To do = In the material below, find the line containing "Could you point to the black range" and the line containing "Could you point to the white baseboard", then reproduce exactly both of them and every line between, and nothing else.

Dataset records =
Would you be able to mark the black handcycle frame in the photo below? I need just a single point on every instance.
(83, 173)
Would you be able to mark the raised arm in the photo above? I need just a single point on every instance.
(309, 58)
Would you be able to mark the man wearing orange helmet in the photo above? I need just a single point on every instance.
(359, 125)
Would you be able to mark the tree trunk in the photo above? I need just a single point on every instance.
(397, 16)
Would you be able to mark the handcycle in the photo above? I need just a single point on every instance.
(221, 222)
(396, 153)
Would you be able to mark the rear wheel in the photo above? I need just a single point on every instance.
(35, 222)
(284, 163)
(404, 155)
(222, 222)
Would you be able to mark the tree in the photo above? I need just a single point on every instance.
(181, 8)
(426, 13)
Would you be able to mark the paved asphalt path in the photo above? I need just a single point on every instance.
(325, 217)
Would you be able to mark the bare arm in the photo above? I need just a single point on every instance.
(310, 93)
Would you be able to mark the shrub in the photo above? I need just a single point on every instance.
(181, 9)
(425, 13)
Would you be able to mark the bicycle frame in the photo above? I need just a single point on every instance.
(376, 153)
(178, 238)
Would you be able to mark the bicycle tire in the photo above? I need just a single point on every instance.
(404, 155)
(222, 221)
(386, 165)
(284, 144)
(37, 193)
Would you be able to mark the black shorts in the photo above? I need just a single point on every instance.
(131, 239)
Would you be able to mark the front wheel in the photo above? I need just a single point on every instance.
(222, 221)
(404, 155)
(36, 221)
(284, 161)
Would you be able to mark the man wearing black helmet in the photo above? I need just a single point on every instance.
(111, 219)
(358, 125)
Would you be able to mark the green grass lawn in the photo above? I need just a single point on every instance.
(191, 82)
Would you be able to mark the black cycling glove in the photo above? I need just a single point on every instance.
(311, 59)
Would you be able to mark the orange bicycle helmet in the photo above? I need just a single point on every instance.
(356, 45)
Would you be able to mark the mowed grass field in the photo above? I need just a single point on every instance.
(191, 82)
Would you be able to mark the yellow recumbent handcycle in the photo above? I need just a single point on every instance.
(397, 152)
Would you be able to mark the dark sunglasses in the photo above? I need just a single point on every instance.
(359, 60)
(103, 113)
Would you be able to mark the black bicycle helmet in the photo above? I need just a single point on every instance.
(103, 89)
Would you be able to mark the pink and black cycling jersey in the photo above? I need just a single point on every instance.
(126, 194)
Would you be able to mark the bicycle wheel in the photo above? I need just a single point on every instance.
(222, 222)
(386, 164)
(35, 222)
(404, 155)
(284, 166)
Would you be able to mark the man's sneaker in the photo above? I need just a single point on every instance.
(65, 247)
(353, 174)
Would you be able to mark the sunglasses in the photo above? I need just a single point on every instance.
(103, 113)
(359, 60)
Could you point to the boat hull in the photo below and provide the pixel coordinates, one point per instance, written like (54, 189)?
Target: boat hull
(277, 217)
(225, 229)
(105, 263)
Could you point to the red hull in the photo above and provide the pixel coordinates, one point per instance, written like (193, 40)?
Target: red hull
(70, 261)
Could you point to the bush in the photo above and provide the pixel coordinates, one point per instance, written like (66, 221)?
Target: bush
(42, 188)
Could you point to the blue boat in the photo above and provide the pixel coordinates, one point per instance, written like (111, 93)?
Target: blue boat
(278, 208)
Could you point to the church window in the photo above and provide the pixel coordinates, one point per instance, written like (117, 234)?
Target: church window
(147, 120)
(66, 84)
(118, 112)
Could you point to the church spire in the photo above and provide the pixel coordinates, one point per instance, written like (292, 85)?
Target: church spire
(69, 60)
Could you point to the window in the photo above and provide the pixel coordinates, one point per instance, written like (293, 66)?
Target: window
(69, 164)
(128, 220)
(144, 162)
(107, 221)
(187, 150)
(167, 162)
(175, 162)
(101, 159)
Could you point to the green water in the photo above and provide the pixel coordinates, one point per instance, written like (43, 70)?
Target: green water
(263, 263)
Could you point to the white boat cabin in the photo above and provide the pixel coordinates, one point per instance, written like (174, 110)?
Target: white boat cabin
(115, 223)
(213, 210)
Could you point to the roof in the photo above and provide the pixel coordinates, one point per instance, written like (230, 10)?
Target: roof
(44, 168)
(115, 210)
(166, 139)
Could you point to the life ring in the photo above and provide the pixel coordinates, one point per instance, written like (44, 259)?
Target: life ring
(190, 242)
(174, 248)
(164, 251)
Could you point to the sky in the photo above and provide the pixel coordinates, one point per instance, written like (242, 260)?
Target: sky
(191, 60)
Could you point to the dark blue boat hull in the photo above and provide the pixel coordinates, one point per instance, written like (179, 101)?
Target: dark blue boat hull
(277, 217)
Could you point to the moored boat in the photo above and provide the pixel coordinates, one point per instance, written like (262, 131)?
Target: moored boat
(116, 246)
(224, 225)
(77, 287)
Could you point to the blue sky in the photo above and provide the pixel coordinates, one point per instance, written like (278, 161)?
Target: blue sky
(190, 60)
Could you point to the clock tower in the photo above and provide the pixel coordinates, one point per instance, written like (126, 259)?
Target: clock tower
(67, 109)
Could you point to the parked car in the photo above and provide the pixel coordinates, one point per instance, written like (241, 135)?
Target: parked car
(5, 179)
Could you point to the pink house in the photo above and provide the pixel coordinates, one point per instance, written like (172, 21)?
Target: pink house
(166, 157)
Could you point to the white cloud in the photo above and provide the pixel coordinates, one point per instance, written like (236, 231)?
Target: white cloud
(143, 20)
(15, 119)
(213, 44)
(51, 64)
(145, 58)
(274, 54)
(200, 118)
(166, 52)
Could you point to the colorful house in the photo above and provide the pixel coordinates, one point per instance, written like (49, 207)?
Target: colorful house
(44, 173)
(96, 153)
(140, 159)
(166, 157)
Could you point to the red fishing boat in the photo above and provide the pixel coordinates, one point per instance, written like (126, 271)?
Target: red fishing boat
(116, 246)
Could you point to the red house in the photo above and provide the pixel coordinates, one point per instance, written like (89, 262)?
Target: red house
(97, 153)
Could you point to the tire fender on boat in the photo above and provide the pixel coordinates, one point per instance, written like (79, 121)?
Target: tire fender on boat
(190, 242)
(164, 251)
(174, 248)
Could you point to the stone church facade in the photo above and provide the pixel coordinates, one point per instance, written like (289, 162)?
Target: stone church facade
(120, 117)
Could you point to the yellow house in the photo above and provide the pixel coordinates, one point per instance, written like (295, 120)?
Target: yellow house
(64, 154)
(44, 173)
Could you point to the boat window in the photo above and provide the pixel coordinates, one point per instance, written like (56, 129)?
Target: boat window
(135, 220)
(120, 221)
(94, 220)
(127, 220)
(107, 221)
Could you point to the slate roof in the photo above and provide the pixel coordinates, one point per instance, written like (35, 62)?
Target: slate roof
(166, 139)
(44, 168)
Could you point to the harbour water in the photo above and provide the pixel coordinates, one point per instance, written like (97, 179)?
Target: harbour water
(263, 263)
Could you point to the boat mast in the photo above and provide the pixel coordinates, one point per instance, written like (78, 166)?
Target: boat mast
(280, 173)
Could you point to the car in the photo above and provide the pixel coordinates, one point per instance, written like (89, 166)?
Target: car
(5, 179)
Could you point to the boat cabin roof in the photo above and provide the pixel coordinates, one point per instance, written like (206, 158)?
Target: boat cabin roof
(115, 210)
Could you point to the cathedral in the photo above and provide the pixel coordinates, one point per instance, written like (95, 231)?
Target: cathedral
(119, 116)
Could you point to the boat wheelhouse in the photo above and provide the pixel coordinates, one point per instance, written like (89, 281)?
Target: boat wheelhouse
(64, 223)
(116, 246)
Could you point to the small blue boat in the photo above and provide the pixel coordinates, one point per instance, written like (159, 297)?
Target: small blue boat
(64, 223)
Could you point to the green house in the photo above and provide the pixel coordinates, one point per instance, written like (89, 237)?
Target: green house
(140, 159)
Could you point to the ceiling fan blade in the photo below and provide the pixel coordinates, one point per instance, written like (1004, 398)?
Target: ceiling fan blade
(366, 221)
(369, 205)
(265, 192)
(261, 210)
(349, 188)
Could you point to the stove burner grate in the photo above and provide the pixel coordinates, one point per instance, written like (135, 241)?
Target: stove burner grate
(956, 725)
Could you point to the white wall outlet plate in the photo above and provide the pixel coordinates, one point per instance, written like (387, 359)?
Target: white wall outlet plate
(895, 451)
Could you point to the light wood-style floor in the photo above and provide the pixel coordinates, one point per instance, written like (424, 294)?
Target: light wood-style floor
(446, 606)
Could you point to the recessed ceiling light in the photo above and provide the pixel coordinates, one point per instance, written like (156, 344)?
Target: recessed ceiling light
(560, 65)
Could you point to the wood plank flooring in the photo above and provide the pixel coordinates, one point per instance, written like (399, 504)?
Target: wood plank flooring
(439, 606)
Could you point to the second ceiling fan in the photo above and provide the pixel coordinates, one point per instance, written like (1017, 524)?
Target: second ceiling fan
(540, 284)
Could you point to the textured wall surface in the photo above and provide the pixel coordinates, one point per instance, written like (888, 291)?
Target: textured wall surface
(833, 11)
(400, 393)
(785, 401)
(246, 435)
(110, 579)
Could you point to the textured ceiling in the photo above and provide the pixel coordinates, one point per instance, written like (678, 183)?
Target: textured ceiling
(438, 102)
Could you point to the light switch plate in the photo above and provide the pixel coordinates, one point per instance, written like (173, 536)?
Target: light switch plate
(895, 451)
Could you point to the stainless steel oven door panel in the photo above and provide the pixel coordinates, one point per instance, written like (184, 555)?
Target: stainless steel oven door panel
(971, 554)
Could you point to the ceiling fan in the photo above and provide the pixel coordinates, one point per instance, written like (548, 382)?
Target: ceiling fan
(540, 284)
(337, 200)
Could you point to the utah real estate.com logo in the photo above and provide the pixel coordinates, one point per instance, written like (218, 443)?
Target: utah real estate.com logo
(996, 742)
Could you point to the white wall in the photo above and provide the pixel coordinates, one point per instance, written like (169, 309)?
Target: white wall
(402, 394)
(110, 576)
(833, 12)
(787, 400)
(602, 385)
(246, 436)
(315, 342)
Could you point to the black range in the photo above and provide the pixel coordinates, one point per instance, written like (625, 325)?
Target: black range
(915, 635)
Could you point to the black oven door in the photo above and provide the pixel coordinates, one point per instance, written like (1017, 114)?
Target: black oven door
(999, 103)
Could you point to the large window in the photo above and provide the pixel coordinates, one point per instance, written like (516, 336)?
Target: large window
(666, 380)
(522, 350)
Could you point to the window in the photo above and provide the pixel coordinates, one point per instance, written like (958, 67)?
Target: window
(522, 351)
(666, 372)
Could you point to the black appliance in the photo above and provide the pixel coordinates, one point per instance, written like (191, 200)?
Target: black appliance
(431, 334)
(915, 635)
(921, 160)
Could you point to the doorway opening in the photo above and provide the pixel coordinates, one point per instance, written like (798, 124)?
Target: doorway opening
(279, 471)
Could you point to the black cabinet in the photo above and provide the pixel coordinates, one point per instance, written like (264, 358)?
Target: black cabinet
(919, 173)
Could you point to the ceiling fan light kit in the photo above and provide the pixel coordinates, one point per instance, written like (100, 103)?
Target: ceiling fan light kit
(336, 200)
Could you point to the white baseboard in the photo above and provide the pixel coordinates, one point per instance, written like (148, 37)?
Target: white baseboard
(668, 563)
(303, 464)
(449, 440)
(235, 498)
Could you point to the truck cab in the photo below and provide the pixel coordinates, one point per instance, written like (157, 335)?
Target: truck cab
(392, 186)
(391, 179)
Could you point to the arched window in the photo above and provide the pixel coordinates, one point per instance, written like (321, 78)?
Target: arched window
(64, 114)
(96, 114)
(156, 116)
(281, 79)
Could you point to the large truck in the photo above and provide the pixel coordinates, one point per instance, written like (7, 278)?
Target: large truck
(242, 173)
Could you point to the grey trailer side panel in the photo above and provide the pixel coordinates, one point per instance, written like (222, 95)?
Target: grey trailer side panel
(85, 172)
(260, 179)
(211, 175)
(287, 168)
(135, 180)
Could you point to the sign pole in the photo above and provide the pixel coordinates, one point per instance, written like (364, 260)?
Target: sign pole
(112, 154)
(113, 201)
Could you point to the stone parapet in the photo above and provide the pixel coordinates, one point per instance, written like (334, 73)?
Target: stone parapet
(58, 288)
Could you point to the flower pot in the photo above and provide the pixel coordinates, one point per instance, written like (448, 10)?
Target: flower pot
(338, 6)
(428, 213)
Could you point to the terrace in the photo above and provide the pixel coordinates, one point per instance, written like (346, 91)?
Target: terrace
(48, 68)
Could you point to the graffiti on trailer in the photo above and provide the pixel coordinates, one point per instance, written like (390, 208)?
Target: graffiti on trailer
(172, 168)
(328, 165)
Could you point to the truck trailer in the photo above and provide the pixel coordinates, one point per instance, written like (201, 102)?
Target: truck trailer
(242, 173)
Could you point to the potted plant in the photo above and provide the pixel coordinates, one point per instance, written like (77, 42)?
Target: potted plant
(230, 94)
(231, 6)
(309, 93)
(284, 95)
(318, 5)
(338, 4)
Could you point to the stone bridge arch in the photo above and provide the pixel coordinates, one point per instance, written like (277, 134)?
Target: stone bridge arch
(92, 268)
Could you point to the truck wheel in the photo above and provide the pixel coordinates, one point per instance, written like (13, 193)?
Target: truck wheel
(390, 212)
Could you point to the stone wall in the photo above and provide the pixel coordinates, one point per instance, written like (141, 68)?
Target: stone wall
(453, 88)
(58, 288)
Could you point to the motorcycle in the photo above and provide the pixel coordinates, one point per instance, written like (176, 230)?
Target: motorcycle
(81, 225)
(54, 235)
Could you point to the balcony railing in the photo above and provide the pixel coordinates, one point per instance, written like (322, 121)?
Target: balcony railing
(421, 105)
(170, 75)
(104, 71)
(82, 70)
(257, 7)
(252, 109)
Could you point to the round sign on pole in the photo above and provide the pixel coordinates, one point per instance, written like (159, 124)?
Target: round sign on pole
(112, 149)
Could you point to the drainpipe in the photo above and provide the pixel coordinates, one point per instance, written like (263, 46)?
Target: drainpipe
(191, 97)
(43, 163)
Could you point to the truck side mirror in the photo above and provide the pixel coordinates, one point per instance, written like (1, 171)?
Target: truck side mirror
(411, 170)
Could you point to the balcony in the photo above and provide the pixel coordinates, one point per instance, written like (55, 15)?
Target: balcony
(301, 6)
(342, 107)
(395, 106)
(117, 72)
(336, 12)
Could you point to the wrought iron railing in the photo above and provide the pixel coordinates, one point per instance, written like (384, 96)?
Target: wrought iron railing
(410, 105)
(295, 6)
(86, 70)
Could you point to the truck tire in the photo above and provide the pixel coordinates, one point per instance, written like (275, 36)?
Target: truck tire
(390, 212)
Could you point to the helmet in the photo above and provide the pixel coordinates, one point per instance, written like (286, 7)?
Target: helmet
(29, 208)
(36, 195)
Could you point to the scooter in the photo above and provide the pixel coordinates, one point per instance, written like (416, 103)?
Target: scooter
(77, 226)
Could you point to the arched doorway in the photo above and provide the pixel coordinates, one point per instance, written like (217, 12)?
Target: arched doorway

Solution for this task =
Could you point to the black range in the photo above and provide the pixel coordinates, one point per instance, written like (625, 325)?
Target: black range
(915, 635)
Could you point to the black oven door in the photo above and provide the pixel coordinates, one point per instance, written like (1017, 114)?
Target: black oven door
(999, 103)
Could you point to the large window in the photo above and provide the pixel coordinates, one point per instance, written like (516, 336)?
Target: large window
(666, 380)
(522, 350)
Could you point to the window in the photo above and provide the pixel coordinates, one point per instance, written like (958, 67)?
Target: window
(522, 351)
(666, 372)
Could you point to the black appliance in the photo above and provide the pixel coordinates, one point per instance, written like (191, 200)?
Target: black appliance
(431, 334)
(915, 635)
(921, 160)
Could you point to the doorway opening in the photo above and provide the pixel coordinates, one point per instance, written like (798, 124)?
Target: doorway opening
(279, 471)
Could you point to the black cabinet in the photo above and provide the pixel coordinates, one point per instance, written like (264, 358)?
Target: black cabinet
(919, 173)
Could you point to the ceiling fan light kit in the photo above and provide the pixel coordinates, one point per instance, written like (100, 103)?
Target: ceiling fan light kit
(336, 200)
Could you point to the white baseboard in the photo above and provide the pixel coordinates, one point per instance, written like (148, 37)?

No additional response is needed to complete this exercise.